WHAT IS EXPECTED: In the article below about Cambridge-Lee Industries, when did Vice President of Operations Les Shearer join the company?

Issue Mar Apr 14
Manufacturing employees at Cambridge-Lee Industries (CLI) do not look at themselves as being button-pushers. Instead, equipment operators see their role as one that’s not only critical to the company’s success, but key to the quality of the products they make. “Instead of our operators saying, ‘I just run a machine,’ they have ownership of that machine and its role in our manufacturing process, with the ultimate goal of creating value for our customers. We have experienced, hard-working employees, and we want to hear what they have to say in how we can better serve our customers,” says Andrea Funk, CEO of the Reading, Penn.-based company.
Every equipment operator is fully accountable for a number of key metrics including safety, delivery, cost, quality and innovation, and reports his or her progress to management daily. “We are driving lean principles and 5S down to all the operators on the floor and want to get them involved in the process,” says Vice President of Operations Les Shearer, who joined the company in October 2013, and is leading CLI’s lean transformation.
In addition to daily gemba walks – during which each operator is observed and reports on progress – CLI is employing other common lean methodologies such as standard work, visual controls and root cause analyses.
CLI’s lean journey has already proven to be a successful one in terms of customer focus, productivity and the company’s overall growth. “It’s exciting to see the changes [Shearer] has been able to lead here in just a short time,” Funk says. “These changes have helped us really engage all our employees in being customer-driven, and recognizing that anything that any of us does that is not creating value for our customers is just plain waste.”
The company is the second-largest manufacturer of copper tube in the U.S. plumbing tube market, and has a 24 percent overall marketshare. Led by Dave Zellers, Vice President of Plumbing Sales, CLI has earned that position through a commitment to customer service and valuing long-term customer relationships. CLI’s plumbing products are mainly available through plumbing wholesalers, with select products also available at home improvement retailers such as Lowe’s and Ace Hardware. “We say to our employees that when they’re walking down the street, one out of every four buildings they see uses tubes they produced to deliver water to the people inside,” Funk says.

RECORDS:
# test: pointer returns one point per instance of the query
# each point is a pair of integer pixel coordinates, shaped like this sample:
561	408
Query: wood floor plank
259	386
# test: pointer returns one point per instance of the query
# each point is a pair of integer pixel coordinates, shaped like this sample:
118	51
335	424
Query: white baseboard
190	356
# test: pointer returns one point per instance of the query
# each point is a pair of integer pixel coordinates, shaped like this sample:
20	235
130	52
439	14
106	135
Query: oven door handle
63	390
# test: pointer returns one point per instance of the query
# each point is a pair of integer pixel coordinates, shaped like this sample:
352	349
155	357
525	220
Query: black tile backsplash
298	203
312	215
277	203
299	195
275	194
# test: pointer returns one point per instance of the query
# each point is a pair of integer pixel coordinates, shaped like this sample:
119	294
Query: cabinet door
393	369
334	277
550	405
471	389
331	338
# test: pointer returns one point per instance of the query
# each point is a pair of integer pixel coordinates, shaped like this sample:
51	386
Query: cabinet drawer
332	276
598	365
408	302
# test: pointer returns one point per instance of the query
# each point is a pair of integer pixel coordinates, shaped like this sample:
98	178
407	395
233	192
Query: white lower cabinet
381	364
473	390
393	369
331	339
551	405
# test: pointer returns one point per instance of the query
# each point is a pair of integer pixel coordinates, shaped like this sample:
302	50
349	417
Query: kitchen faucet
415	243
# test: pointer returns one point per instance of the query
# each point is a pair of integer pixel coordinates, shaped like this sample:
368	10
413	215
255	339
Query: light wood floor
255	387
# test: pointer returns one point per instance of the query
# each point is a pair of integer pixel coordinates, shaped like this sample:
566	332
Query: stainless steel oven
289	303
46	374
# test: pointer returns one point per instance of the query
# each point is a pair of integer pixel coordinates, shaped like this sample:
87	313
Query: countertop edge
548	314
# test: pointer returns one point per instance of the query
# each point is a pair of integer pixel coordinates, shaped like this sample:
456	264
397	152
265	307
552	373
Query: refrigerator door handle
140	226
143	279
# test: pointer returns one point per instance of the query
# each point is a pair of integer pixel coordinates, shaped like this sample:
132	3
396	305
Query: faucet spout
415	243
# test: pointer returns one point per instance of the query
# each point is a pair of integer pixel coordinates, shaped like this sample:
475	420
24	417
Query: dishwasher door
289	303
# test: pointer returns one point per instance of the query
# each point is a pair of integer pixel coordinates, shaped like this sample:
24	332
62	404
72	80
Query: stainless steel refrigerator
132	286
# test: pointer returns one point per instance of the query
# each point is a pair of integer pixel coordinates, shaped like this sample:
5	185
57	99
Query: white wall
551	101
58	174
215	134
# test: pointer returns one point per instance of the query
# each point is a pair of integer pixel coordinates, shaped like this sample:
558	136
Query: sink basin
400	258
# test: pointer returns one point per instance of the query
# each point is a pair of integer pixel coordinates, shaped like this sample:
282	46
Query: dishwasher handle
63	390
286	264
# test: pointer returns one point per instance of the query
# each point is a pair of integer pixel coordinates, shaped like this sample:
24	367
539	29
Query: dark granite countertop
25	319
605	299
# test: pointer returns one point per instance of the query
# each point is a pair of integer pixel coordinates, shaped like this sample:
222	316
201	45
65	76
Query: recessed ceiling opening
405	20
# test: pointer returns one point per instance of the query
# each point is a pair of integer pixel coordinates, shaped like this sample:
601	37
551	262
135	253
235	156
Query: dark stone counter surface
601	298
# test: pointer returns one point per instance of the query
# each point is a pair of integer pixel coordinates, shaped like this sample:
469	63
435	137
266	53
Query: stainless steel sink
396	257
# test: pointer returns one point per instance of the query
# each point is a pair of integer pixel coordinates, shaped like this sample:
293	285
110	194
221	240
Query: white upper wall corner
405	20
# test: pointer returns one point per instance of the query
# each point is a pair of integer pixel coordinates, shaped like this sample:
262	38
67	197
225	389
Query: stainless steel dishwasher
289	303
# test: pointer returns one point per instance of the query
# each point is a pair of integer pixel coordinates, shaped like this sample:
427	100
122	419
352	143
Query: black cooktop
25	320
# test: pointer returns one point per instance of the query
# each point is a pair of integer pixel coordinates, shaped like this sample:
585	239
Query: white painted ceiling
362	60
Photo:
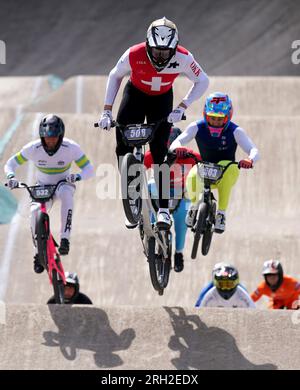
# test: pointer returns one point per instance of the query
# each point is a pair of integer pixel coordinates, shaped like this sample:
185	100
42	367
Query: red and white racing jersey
146	78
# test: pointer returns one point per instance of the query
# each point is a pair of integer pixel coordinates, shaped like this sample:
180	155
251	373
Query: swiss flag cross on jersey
144	76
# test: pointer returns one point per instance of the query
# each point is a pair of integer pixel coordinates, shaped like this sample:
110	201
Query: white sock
164	211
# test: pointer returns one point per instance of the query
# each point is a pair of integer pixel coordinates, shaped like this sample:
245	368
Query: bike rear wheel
158	266
42	235
131	181
58	287
200	225
208	233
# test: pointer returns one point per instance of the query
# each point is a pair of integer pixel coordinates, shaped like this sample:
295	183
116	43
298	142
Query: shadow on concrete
205	348
88	329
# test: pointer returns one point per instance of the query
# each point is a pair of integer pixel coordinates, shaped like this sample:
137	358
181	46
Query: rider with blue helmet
217	138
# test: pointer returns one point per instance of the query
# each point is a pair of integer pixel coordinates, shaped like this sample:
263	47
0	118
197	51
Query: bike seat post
139	153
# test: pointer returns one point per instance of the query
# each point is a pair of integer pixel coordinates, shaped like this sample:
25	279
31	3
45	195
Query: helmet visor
160	54
226	284
216	115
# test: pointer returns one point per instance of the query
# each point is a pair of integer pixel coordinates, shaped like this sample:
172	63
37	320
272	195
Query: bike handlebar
115	123
173	155
27	187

SOLUTION TO THE PROBLEM: October 2013